What needs to be done
Find each line in the data below that contains the string "fence", and copy those lines. Case counts.

Records from a data collection
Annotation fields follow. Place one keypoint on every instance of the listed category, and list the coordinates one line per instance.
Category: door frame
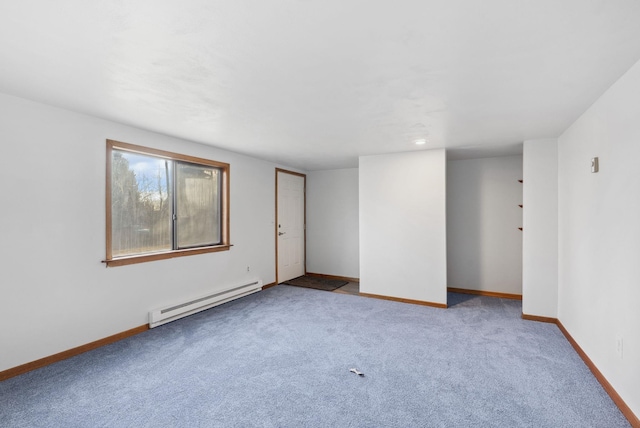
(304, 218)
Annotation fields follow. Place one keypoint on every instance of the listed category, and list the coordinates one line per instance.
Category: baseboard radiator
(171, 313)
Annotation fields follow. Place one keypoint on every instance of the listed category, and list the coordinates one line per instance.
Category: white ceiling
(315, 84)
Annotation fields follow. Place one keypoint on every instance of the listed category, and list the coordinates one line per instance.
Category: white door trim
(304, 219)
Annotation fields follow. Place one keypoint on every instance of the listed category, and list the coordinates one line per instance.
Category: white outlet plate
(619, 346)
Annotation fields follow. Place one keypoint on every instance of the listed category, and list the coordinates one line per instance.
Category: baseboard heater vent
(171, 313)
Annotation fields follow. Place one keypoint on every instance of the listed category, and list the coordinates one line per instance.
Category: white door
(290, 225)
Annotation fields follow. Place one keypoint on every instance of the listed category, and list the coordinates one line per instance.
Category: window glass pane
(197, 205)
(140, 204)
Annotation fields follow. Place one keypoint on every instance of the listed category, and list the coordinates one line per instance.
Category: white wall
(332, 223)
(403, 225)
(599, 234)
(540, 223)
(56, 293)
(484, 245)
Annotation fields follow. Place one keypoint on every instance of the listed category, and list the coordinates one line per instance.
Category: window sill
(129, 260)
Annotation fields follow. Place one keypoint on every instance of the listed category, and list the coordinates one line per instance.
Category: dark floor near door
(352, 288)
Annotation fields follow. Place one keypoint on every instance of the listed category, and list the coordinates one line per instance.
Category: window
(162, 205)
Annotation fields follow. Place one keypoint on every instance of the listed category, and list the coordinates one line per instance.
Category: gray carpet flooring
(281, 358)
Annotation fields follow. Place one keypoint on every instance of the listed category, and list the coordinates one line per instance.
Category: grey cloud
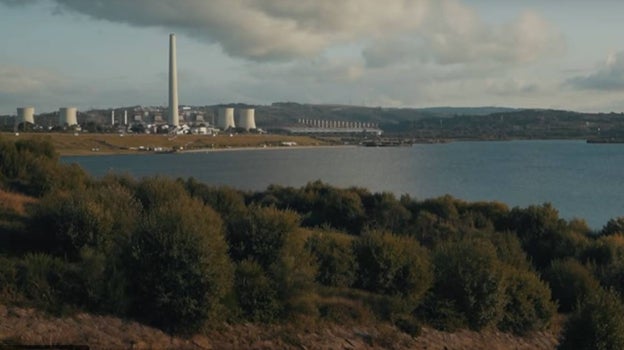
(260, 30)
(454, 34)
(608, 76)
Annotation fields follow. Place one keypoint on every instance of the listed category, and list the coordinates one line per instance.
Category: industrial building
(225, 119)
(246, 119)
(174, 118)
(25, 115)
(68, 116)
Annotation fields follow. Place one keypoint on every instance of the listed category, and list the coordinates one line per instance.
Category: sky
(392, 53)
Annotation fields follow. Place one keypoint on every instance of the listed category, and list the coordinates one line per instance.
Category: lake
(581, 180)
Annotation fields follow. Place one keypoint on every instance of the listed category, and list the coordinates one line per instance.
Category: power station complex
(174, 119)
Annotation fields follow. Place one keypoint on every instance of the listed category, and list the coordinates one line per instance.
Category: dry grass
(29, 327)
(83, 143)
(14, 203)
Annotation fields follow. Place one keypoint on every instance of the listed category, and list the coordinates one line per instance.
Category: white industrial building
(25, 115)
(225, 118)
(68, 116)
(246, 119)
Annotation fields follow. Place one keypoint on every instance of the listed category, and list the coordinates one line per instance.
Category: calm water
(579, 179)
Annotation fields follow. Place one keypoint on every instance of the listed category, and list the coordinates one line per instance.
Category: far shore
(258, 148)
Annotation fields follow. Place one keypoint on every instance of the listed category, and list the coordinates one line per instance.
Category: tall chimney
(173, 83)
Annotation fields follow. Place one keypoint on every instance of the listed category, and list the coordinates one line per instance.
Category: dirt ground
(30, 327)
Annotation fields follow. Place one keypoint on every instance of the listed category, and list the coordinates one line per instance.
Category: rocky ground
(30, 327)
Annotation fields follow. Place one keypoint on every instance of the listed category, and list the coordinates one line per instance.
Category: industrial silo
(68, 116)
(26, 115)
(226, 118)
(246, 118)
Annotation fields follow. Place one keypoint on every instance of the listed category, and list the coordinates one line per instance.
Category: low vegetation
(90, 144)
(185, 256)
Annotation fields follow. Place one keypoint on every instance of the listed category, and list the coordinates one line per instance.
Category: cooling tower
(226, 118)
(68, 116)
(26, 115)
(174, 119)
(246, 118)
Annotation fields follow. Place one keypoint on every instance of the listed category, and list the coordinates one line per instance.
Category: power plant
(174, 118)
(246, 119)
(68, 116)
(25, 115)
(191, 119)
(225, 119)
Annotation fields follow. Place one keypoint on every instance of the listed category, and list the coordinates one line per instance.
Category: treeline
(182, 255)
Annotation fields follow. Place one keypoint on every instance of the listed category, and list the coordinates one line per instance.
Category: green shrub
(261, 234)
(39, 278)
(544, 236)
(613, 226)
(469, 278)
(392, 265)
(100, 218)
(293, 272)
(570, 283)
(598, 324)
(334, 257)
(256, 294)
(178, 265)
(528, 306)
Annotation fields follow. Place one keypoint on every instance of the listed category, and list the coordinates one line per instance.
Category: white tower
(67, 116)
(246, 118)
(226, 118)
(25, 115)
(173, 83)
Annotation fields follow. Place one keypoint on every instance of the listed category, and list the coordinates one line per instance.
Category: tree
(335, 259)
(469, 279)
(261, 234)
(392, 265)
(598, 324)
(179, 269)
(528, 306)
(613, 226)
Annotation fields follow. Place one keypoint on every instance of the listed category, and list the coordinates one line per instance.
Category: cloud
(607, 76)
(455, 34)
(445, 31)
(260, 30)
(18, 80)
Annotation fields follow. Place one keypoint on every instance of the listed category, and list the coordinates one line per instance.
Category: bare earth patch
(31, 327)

--

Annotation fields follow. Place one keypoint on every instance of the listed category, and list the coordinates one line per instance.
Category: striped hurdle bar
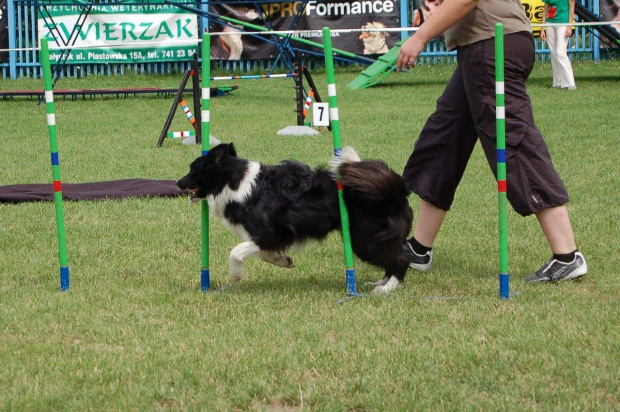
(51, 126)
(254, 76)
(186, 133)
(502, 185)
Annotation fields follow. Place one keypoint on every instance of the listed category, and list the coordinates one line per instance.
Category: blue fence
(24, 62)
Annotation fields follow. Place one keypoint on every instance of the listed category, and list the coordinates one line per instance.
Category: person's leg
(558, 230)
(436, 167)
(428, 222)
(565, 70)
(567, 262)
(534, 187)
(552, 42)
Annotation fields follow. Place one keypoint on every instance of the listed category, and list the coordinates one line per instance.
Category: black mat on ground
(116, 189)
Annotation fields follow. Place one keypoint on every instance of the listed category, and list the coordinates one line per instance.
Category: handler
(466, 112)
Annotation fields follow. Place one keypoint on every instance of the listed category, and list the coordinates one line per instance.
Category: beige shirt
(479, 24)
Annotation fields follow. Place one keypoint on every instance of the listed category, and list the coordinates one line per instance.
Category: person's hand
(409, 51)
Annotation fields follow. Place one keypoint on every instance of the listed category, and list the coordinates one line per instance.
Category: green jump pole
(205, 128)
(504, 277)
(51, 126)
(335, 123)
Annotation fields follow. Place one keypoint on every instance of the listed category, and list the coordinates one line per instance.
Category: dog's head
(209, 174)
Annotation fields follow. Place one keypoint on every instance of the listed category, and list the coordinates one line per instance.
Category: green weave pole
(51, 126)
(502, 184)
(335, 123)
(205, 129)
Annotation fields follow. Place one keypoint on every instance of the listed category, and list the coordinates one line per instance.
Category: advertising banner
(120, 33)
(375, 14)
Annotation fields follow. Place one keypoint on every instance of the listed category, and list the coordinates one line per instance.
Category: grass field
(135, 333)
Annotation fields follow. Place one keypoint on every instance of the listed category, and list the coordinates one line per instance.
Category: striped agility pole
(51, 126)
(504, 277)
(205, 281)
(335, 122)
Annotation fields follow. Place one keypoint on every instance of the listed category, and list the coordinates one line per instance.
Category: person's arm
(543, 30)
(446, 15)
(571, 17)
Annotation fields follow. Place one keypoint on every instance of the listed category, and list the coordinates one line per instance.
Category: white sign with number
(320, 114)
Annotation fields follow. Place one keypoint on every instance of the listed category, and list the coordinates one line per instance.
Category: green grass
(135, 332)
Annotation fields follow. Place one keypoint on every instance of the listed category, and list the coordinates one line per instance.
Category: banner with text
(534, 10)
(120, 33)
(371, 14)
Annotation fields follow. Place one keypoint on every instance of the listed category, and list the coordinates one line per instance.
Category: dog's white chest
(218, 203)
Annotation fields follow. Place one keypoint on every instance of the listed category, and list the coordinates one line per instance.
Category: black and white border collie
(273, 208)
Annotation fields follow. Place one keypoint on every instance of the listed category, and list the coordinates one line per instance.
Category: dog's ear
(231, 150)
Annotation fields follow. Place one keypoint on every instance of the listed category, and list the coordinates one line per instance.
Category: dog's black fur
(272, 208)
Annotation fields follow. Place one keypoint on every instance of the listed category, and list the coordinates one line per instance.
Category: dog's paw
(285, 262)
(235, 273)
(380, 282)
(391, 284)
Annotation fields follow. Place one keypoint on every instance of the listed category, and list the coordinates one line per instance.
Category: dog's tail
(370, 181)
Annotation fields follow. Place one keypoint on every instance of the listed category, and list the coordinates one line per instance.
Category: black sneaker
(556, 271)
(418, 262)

* * *

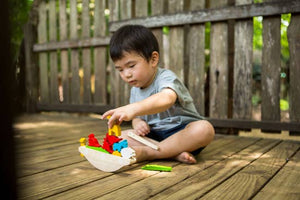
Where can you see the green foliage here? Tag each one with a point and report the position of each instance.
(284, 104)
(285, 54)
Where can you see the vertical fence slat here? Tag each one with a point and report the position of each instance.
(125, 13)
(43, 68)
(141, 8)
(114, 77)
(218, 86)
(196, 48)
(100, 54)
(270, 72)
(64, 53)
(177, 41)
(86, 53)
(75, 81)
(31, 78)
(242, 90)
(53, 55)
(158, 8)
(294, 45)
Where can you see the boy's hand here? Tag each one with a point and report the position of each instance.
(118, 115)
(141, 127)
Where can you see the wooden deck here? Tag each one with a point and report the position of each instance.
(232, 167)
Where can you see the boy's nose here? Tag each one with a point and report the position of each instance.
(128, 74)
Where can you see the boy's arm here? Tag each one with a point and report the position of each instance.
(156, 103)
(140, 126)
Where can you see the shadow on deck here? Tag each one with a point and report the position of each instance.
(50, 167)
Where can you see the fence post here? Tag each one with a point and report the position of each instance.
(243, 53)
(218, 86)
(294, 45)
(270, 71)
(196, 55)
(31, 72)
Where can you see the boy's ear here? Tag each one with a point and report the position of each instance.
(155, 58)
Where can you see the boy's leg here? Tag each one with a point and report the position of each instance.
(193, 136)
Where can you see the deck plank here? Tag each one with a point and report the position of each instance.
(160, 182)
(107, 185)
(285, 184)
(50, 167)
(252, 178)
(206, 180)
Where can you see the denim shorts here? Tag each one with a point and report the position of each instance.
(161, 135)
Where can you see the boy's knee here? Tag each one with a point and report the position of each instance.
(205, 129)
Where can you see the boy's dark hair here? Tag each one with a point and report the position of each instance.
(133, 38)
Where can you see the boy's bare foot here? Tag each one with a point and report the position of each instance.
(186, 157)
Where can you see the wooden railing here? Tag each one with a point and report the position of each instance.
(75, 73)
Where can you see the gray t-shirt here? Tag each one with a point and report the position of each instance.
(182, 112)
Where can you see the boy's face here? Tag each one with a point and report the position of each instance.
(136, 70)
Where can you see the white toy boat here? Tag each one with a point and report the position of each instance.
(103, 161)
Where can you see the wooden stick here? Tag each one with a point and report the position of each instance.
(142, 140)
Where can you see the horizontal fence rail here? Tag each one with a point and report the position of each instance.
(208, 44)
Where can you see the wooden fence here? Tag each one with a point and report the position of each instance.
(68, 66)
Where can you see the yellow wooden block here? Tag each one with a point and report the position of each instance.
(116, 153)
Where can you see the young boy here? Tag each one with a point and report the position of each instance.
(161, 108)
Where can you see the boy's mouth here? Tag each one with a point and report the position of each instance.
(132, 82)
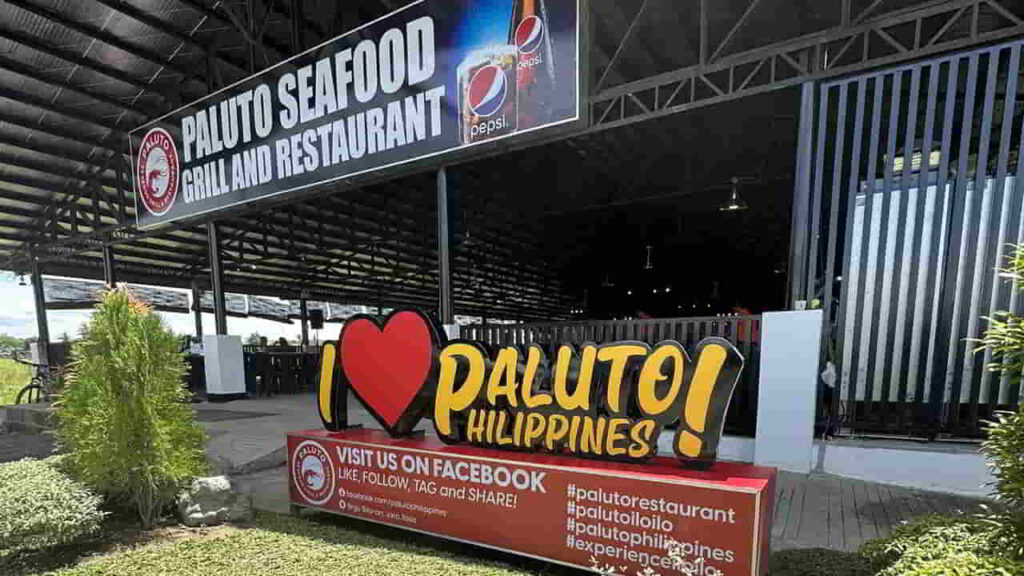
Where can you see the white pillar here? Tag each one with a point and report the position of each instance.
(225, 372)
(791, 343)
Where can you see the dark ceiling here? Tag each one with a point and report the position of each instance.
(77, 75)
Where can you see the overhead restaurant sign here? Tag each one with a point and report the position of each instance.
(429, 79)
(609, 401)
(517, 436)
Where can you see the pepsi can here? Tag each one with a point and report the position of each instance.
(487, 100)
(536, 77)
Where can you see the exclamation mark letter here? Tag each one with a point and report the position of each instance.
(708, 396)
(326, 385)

Correct response
Category: blue fence
Where can you see the vertical fence slat here? Tag each one with a point and report the position of each instance.
Where can you see the fence post here? Tag each one with a point and report the position of each instance.
Where can you see the horizontal fence rail here? Tag each one with a point and report the position of each instance.
Where can you see the wooden fence here? Tag each one with a point and report the position of each instance.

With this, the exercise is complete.